* Requirement 1 *
According to the article on China and cyber attacks, how many complaints from foreign companies did CNCERT receive last year?
* Requirement 2 *
Continue the article on China and cyber attacks from where it stops.

* Excerpt *
A Chinese fag flutters near Google's China headquarters in Beijing over the weekend. [Agencies]
A senior official in charge of Internet security has claimed that the country has become the world's biggest victim of cyber attacks.
In an interview with Xinhua over the weekend, Zhou Yonglin, deputy chief of the operations department of China National Computer Network Emergency Response Technical Team (CNCERT), also dismissed Google's allegation that hackers traced to China had attacked its servers.
Google has not yet given CNCERT any report on the company's complaints about the attacks, according to Zhou.
"We have been hoping that Google will contact us so that we could have details on this issue and provide them help if necessary."
Foreign firms such as eBay have turned to CNCERT for cyber security issues in the past year.
Last year, the Internet security watchdog received 21,618 complaints from foreign companies, of which 1,095 cases were resolved after combining similar cases, Zhou said. These cases included the trojan and phishing attacks against eBay/Paypal, JPMorgan Chase & Co and MarkMonitor Inc.
China has also sought other countries' help to clear web pages with malicious content, he said.
In November 2009, CNCERT reported to its US counterpart, the US-CERT, about two US-registered domain names that were planting trojans on hundreds of Chinese websites. The domain names were shut down within two days of CNCERT's requests.
With the number of Chinese netizens soaring but their Internet security awareness lagging, hackers have made China their primary target, Zhou said.

[Records from a collection]
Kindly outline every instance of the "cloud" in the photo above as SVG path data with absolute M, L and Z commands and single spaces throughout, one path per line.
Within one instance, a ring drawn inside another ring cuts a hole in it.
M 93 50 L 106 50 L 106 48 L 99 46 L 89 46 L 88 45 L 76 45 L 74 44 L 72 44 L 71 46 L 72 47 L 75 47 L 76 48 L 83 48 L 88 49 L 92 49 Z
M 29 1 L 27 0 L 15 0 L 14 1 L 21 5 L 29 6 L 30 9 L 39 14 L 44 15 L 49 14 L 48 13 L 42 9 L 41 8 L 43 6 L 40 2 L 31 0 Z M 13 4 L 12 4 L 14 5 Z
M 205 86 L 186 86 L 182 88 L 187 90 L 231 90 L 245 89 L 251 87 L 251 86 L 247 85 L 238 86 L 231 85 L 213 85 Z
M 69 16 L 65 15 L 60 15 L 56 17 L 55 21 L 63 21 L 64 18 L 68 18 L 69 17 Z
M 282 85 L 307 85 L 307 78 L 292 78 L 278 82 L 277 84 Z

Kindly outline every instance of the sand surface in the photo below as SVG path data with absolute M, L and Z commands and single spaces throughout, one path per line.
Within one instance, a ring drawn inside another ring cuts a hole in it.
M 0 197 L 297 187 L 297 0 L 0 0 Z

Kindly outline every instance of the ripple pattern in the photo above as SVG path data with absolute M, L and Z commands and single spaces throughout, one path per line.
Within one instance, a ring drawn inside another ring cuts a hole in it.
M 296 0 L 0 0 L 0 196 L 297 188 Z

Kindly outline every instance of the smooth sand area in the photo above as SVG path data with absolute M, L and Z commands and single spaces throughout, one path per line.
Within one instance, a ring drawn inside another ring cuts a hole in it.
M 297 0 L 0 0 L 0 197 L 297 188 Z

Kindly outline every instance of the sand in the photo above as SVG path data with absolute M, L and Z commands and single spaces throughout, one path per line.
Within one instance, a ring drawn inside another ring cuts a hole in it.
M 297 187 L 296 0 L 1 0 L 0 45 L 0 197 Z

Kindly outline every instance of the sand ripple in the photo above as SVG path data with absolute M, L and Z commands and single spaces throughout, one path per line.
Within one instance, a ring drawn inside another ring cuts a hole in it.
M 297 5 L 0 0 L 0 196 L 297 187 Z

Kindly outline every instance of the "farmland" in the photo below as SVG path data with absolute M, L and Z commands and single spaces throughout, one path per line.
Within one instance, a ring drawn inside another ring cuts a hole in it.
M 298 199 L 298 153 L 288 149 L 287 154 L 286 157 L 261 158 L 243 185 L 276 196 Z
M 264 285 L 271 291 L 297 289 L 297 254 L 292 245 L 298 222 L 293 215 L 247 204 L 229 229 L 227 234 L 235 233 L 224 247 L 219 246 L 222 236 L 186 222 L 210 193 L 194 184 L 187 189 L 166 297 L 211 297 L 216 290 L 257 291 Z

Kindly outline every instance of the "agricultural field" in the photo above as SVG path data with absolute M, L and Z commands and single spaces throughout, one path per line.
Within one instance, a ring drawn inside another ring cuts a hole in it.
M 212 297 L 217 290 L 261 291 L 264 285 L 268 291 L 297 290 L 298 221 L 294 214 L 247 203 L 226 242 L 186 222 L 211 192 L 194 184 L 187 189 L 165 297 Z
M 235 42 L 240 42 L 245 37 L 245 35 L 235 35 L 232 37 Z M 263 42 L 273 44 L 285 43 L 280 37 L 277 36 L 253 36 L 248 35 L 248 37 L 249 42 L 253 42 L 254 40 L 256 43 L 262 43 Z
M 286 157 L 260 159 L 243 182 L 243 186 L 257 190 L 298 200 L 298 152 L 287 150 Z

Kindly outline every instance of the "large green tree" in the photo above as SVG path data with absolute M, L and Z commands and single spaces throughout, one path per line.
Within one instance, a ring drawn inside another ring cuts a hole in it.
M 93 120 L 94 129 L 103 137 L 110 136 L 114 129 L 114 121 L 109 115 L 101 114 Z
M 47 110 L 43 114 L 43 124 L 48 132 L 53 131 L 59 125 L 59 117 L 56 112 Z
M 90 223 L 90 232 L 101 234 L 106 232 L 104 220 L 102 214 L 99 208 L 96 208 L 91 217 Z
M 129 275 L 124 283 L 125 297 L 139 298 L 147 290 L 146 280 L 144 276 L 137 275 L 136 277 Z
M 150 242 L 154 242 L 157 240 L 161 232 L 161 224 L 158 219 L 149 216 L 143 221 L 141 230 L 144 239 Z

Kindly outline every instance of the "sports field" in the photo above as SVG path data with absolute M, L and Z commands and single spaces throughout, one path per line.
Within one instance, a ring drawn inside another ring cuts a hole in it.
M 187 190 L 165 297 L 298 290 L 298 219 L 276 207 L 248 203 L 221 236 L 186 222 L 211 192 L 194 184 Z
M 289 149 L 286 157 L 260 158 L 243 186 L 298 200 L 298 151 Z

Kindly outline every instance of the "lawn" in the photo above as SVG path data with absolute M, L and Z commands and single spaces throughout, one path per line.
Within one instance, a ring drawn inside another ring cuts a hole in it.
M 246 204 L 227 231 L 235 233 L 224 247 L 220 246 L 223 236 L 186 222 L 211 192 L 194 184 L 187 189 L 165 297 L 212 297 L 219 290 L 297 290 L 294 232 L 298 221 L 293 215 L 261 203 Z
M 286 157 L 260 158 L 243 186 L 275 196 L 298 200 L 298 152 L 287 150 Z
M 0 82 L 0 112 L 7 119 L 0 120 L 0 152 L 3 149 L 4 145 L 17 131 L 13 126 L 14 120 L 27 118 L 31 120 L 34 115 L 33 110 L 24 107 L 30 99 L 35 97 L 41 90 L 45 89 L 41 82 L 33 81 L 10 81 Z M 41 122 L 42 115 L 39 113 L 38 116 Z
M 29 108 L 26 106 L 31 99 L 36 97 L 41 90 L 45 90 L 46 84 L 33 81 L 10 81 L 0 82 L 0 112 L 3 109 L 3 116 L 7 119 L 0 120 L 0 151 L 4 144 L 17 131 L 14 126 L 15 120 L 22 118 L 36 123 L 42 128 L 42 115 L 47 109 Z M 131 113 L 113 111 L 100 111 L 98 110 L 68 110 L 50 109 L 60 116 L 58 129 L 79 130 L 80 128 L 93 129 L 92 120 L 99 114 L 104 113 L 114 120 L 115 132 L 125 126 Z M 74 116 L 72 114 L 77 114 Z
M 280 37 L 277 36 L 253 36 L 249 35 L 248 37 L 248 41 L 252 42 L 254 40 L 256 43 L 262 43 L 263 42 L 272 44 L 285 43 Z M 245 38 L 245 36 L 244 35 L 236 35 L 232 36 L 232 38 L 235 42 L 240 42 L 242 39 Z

* Written answer 1 *
21,618

* Written answer 2 *
He accused overseas hackers, especially those in the US, of illegally controlling computers in China by implanting malicious programs including trojans and zombie programs.
"Compared with (Internet security issues in) the US, Japan and the Republic of Korea, it is very serious in China," he said.
Last year, 262,000 IP addresses in China were hit by trojans planted by nearly 165,000 overseas IP addresses.
"Those from the US ranked first, accounting for 16.61 percent," Zhou said.
China had the most zombie program-infected computers in 2008, accounting for 13 percent of the worldwide total, with IP addresses in the US accounting for the highest number of hackers.
Overseas hackers have also become a major force in defacing China's websites.
The US was the source of most web-based attacks in 2008, Zhou said, citing a Symantec report on Internet security threats published last April. Symantec is the world's biggest cyber security company.
The report said that 33 percent of the world's zombie servers were located in the US, more than any other country.